Text block:
+++++

# 400-year-old King James Bible found in English church



## Berean (Mar 31, 2011)

Amazing that it had been left untouched all this time.



> The edition that had been sitting on a ledge in the pretty Anglican church in Wiltshire, central England for the past 150 years, barely touched and much less read, is one of only a handful that still exists.



400-year-old King James Bible found in English church | Reuters


----------



## sastark (Mar 31, 2011)

Berean said:


> barely touched and much less read,




How many Bibles in American households suffer the same fate?


----------



## LawrenceU (Mar 31, 2011)

I believe that the Bidenharn Museum in Monore, LA has a copy with the same type in it.


----------



## Micah Everett (Mar 31, 2011)

LawrenceU said:


> I believe that the Bidenharn Museum in Monore, LA has a copy with the same type in i



Or, the Biedenharn Museum in Monroe, LA.

+++++

Data:
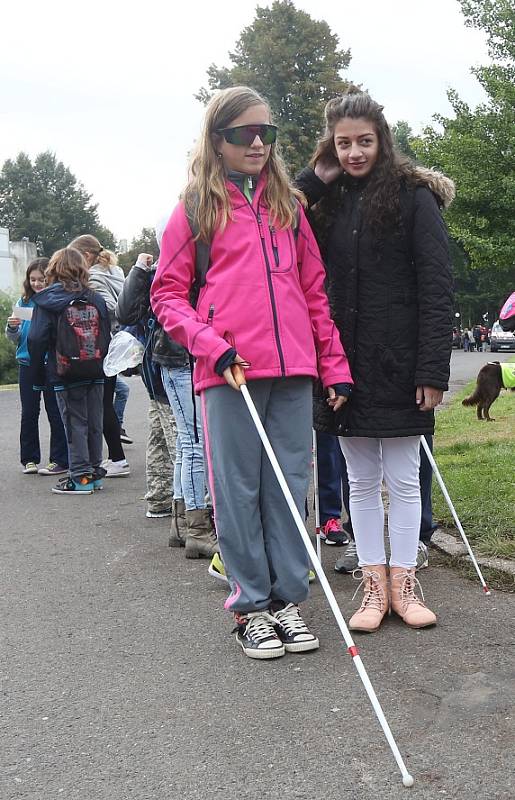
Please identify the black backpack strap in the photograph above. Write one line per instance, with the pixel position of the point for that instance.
(202, 252)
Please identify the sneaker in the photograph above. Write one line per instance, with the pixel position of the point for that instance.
(83, 485)
(116, 469)
(52, 469)
(99, 474)
(256, 634)
(166, 512)
(348, 561)
(216, 569)
(333, 533)
(422, 556)
(124, 437)
(30, 468)
(293, 631)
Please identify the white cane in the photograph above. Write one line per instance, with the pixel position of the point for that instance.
(317, 495)
(453, 511)
(239, 377)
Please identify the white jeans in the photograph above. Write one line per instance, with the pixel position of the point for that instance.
(397, 461)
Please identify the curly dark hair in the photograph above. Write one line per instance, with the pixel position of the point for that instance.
(38, 263)
(381, 196)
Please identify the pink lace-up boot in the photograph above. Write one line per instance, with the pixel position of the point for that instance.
(410, 608)
(375, 599)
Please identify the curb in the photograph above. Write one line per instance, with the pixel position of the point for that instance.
(448, 544)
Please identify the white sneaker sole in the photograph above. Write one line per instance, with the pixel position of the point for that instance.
(302, 647)
(122, 474)
(251, 652)
(217, 575)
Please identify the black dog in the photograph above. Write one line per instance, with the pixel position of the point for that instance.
(488, 386)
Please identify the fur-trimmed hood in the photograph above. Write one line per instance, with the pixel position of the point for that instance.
(437, 182)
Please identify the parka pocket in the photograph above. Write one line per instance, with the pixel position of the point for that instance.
(283, 249)
(394, 384)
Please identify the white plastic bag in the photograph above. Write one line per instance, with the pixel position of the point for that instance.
(124, 352)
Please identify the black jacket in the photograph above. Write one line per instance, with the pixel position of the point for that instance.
(48, 305)
(134, 305)
(133, 308)
(392, 305)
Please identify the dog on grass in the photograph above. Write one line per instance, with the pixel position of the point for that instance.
(491, 378)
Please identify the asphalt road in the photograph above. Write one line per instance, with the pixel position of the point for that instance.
(120, 678)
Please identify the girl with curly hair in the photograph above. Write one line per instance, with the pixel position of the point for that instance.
(378, 223)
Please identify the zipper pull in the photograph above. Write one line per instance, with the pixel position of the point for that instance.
(260, 226)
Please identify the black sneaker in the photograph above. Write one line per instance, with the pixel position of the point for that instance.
(257, 636)
(333, 533)
(293, 631)
(124, 437)
(72, 486)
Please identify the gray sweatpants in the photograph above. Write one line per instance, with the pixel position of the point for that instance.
(263, 553)
(82, 411)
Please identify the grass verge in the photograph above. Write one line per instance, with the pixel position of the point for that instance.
(476, 460)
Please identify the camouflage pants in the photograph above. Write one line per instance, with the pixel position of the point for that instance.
(160, 457)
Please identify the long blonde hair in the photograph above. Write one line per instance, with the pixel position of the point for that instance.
(89, 244)
(206, 195)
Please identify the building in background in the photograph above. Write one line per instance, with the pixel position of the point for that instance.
(14, 260)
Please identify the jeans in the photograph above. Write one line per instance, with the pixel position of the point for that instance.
(121, 395)
(110, 422)
(29, 430)
(82, 412)
(189, 479)
(332, 479)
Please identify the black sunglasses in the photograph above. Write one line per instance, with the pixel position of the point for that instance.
(244, 135)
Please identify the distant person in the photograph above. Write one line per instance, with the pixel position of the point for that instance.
(333, 491)
(477, 333)
(106, 278)
(385, 246)
(466, 340)
(133, 310)
(17, 331)
(121, 396)
(70, 327)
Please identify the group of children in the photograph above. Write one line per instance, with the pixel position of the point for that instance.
(241, 286)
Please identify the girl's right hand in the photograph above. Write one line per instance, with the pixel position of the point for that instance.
(228, 374)
(328, 169)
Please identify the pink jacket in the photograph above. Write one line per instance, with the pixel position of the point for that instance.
(264, 295)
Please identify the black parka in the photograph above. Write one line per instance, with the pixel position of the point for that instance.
(392, 304)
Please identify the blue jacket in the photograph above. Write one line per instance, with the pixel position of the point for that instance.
(19, 335)
(48, 305)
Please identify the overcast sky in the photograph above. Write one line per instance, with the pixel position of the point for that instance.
(110, 89)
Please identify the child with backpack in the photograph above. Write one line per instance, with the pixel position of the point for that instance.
(262, 305)
(70, 323)
(17, 331)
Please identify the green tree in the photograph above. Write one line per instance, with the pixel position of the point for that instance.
(295, 62)
(146, 242)
(44, 202)
(403, 135)
(477, 149)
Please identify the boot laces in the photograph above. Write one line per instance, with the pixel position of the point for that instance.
(260, 626)
(290, 620)
(409, 583)
(374, 595)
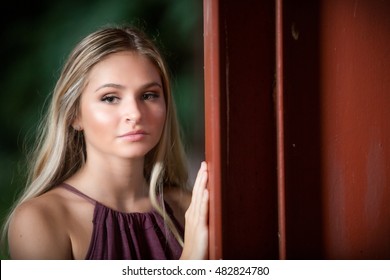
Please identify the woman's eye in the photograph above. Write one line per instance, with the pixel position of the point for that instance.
(110, 99)
(149, 96)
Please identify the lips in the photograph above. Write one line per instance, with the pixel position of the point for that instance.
(133, 136)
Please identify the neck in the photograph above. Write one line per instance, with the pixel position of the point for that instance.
(117, 182)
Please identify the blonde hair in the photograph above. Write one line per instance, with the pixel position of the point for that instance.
(60, 149)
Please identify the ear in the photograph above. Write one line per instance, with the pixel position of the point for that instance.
(76, 124)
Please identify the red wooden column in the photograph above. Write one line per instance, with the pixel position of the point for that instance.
(336, 85)
(241, 128)
(355, 105)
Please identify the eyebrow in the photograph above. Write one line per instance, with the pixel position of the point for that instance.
(117, 86)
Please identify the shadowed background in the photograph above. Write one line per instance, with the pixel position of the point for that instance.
(37, 38)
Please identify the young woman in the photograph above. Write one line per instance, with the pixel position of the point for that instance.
(109, 177)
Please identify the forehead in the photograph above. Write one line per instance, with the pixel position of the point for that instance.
(124, 67)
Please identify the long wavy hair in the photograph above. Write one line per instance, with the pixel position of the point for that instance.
(60, 149)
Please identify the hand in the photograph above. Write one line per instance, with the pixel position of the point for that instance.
(196, 217)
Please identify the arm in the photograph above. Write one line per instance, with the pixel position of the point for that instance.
(35, 232)
(196, 217)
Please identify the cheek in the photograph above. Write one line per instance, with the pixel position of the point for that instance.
(95, 120)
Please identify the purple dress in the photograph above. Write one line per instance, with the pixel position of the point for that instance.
(130, 236)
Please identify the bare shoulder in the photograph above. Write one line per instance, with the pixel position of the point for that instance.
(36, 231)
(179, 200)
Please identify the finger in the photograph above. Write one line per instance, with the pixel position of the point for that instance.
(199, 182)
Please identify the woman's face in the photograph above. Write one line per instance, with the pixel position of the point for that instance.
(122, 110)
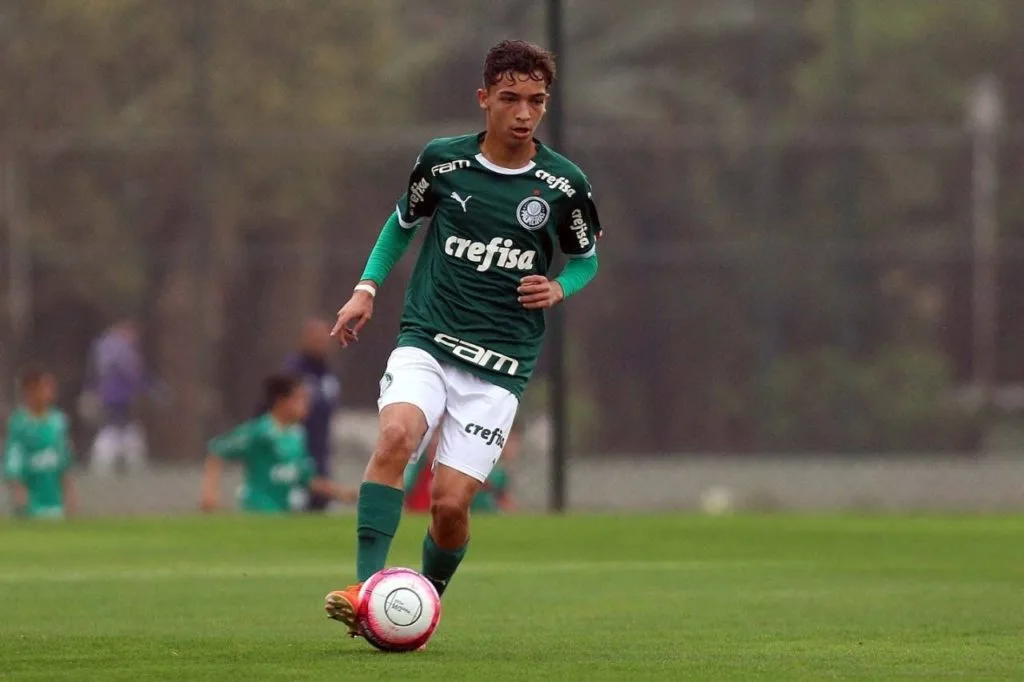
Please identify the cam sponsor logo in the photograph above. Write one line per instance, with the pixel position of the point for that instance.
(285, 473)
(489, 436)
(417, 193)
(532, 213)
(499, 253)
(478, 355)
(580, 228)
(48, 460)
(556, 182)
(449, 166)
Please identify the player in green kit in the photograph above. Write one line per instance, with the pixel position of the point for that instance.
(272, 452)
(37, 452)
(500, 203)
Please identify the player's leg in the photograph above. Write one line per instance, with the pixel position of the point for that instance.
(133, 445)
(477, 420)
(412, 401)
(107, 445)
(446, 539)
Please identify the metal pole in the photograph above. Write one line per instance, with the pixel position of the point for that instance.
(764, 161)
(18, 266)
(556, 320)
(203, 241)
(847, 186)
(984, 121)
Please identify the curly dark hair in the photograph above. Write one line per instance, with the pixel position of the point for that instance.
(517, 56)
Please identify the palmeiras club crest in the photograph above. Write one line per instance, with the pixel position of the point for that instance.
(532, 213)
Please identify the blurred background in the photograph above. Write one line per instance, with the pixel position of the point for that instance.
(812, 275)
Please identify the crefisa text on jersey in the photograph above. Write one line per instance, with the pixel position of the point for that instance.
(560, 183)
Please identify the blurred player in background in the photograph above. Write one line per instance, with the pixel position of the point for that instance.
(117, 380)
(309, 363)
(38, 453)
(500, 202)
(271, 448)
(495, 496)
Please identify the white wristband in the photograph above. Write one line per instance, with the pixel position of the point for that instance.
(367, 288)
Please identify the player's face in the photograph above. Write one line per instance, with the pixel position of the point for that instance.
(42, 393)
(296, 406)
(514, 107)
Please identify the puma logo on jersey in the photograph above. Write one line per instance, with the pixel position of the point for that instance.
(498, 253)
(462, 202)
(560, 183)
(417, 193)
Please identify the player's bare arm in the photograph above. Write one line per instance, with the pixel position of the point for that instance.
(210, 491)
(70, 495)
(19, 494)
(538, 292)
(355, 313)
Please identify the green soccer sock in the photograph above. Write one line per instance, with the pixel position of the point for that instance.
(439, 564)
(378, 513)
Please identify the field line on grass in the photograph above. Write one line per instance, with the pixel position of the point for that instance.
(195, 571)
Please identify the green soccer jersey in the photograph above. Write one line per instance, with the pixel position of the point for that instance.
(276, 464)
(37, 454)
(491, 226)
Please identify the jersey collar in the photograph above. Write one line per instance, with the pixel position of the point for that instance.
(502, 170)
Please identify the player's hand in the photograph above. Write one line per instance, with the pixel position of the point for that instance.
(353, 316)
(537, 291)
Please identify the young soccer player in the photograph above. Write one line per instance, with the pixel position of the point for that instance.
(38, 453)
(500, 202)
(272, 451)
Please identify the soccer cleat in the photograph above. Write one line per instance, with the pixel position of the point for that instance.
(342, 605)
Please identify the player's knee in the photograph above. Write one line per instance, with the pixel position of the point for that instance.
(450, 513)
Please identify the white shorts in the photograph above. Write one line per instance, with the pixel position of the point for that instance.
(474, 416)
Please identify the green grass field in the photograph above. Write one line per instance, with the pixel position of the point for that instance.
(572, 598)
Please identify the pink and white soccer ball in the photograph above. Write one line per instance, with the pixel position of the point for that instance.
(398, 609)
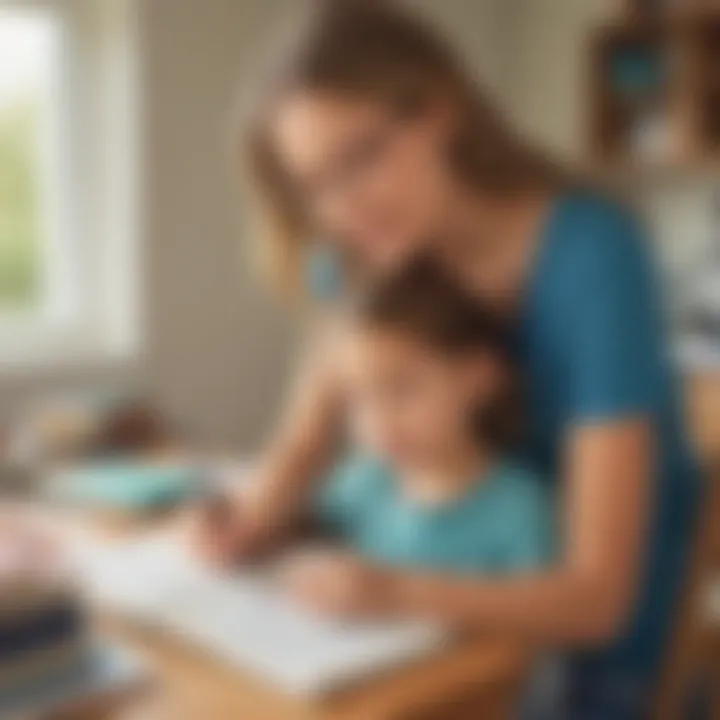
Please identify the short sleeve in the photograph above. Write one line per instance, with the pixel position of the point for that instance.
(608, 316)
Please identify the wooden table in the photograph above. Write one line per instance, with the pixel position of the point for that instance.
(476, 680)
(470, 679)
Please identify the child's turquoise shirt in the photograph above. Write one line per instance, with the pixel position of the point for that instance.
(504, 523)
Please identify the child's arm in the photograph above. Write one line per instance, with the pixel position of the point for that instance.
(585, 600)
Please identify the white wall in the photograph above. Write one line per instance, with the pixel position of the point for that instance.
(216, 351)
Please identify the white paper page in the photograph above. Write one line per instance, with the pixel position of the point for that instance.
(244, 619)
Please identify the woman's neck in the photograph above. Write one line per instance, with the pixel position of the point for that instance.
(491, 243)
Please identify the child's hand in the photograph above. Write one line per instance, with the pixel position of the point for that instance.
(339, 584)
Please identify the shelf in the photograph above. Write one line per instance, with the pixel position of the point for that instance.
(655, 89)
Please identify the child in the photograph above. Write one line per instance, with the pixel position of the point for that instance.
(433, 406)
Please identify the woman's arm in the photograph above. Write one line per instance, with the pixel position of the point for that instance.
(302, 447)
(585, 600)
(273, 503)
(589, 596)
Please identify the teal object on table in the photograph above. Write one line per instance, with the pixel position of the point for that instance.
(127, 486)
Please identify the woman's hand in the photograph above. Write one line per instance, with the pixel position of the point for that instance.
(225, 529)
(339, 584)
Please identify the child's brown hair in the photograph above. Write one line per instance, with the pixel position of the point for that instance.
(424, 301)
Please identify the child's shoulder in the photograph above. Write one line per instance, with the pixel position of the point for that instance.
(359, 476)
(520, 483)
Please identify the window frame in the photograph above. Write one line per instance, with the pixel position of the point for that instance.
(88, 314)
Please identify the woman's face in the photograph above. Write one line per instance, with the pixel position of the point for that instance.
(374, 183)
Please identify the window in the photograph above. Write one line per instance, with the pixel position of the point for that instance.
(28, 58)
(67, 186)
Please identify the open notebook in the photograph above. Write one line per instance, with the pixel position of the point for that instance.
(242, 618)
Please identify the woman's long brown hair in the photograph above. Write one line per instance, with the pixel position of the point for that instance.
(377, 49)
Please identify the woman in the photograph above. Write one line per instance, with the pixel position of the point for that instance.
(371, 134)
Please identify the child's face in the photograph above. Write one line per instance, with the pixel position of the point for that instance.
(410, 404)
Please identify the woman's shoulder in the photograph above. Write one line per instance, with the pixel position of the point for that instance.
(592, 223)
(594, 239)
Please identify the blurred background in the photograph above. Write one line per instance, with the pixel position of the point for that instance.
(122, 272)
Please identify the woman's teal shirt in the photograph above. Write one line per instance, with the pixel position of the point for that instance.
(593, 347)
(593, 344)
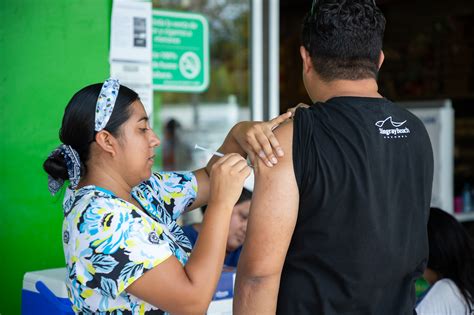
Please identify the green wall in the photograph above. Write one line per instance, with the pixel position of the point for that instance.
(48, 50)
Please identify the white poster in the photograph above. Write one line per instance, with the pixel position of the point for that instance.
(130, 48)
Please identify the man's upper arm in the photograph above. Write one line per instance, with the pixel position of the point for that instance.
(272, 220)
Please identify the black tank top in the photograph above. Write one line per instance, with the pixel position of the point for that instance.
(364, 169)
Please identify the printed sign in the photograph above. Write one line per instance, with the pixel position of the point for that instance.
(180, 51)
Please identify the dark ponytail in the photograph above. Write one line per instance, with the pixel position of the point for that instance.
(77, 129)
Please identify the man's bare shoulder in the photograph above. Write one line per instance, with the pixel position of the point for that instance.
(284, 135)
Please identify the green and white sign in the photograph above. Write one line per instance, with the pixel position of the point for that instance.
(180, 51)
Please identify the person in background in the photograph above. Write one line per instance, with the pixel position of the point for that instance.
(237, 229)
(450, 270)
(125, 252)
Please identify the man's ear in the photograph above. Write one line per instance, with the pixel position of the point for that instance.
(106, 141)
(381, 58)
(307, 64)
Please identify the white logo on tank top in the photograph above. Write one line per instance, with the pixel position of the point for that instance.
(393, 131)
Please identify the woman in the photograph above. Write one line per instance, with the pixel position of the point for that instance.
(450, 270)
(124, 251)
(237, 229)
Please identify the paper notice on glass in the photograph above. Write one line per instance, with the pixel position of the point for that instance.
(130, 48)
(130, 38)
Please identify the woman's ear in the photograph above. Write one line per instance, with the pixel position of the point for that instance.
(106, 141)
(307, 65)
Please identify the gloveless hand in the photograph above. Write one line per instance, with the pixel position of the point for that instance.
(257, 139)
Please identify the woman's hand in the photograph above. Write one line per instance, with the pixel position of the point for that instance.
(257, 139)
(227, 179)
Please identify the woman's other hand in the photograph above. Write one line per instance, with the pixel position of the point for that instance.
(257, 139)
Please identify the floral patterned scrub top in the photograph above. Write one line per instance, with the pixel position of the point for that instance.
(109, 243)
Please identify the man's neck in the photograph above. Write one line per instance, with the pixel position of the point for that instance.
(324, 91)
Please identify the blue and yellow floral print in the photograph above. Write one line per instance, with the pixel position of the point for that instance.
(109, 243)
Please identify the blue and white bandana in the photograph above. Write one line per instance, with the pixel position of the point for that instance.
(105, 103)
(73, 165)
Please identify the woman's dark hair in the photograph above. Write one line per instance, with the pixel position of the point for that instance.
(451, 252)
(244, 196)
(77, 129)
(344, 38)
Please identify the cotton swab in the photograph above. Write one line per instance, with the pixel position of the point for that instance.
(207, 150)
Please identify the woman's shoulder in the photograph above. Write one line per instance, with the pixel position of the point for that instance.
(91, 196)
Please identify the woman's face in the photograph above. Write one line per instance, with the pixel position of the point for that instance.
(238, 225)
(137, 146)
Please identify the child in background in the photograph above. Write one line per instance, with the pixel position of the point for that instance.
(450, 270)
(237, 229)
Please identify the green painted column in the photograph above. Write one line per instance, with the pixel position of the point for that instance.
(48, 50)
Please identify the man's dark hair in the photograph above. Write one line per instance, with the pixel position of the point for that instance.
(344, 38)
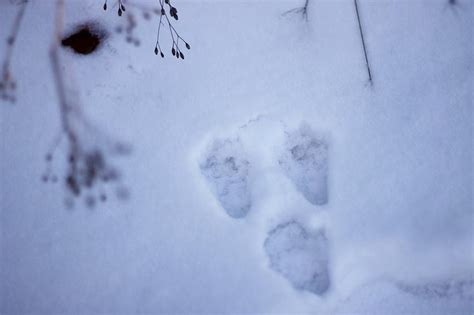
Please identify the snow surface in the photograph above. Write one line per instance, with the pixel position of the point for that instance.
(399, 213)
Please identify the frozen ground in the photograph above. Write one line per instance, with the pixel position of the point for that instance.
(266, 176)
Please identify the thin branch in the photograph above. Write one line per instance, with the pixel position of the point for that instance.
(7, 82)
(88, 167)
(363, 41)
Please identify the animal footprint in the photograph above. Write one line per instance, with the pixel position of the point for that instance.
(226, 169)
(305, 162)
(300, 256)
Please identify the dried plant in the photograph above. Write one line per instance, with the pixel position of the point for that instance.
(300, 10)
(7, 82)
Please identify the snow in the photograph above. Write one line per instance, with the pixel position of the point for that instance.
(394, 195)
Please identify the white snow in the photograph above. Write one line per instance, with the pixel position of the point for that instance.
(393, 190)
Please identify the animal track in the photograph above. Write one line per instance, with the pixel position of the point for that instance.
(227, 171)
(300, 256)
(305, 162)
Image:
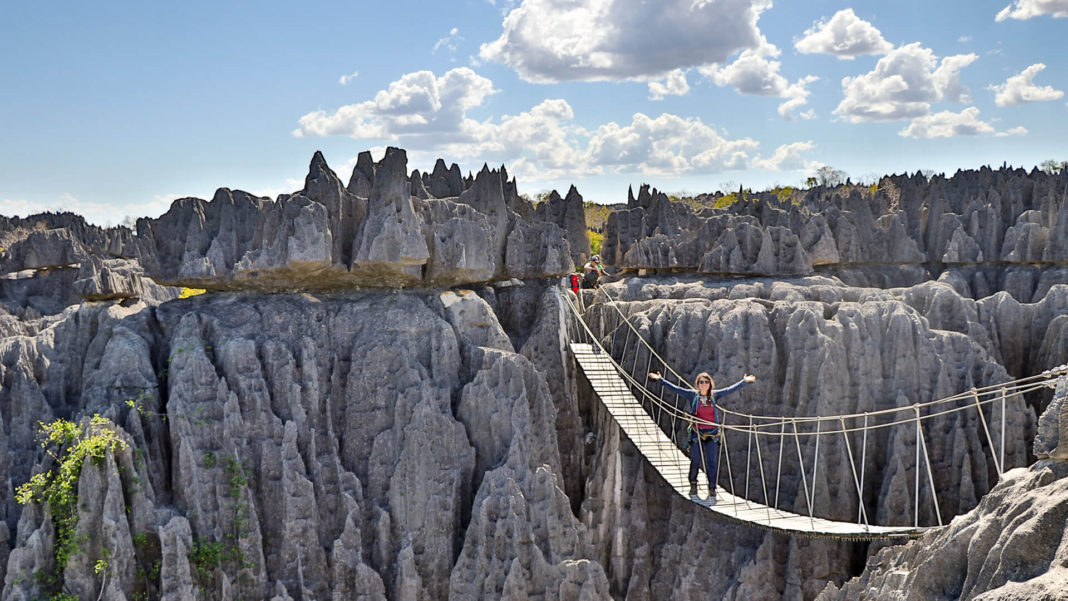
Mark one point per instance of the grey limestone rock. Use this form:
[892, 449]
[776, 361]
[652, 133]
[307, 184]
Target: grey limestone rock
[390, 240]
[569, 215]
[1001, 550]
[43, 249]
[1051, 440]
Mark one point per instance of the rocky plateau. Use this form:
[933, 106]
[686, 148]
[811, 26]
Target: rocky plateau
[374, 399]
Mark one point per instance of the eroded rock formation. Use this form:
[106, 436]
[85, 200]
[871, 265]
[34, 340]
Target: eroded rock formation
[332, 441]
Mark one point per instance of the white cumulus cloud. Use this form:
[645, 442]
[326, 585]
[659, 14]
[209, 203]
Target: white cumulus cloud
[549, 41]
[415, 106]
[947, 124]
[904, 84]
[668, 145]
[103, 214]
[754, 73]
[1030, 9]
[451, 42]
[787, 157]
[1020, 130]
[674, 84]
[543, 142]
[1021, 88]
[845, 35]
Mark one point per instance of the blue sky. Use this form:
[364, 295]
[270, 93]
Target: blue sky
[114, 109]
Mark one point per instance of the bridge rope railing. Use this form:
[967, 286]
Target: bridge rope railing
[614, 323]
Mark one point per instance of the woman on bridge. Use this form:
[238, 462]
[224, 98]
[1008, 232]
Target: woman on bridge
[704, 429]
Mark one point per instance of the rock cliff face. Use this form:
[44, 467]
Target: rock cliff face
[398, 417]
[375, 233]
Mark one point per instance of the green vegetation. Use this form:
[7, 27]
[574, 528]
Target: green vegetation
[208, 555]
[205, 556]
[1048, 165]
[69, 445]
[596, 239]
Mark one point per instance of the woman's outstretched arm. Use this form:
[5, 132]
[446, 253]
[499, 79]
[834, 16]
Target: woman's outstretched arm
[748, 379]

+++++

Objective: List the username of each person who posted in the forum thread about the 400-year-old King James Bible.

The result:
Berean
sastark
LawrenceU
Micah Everett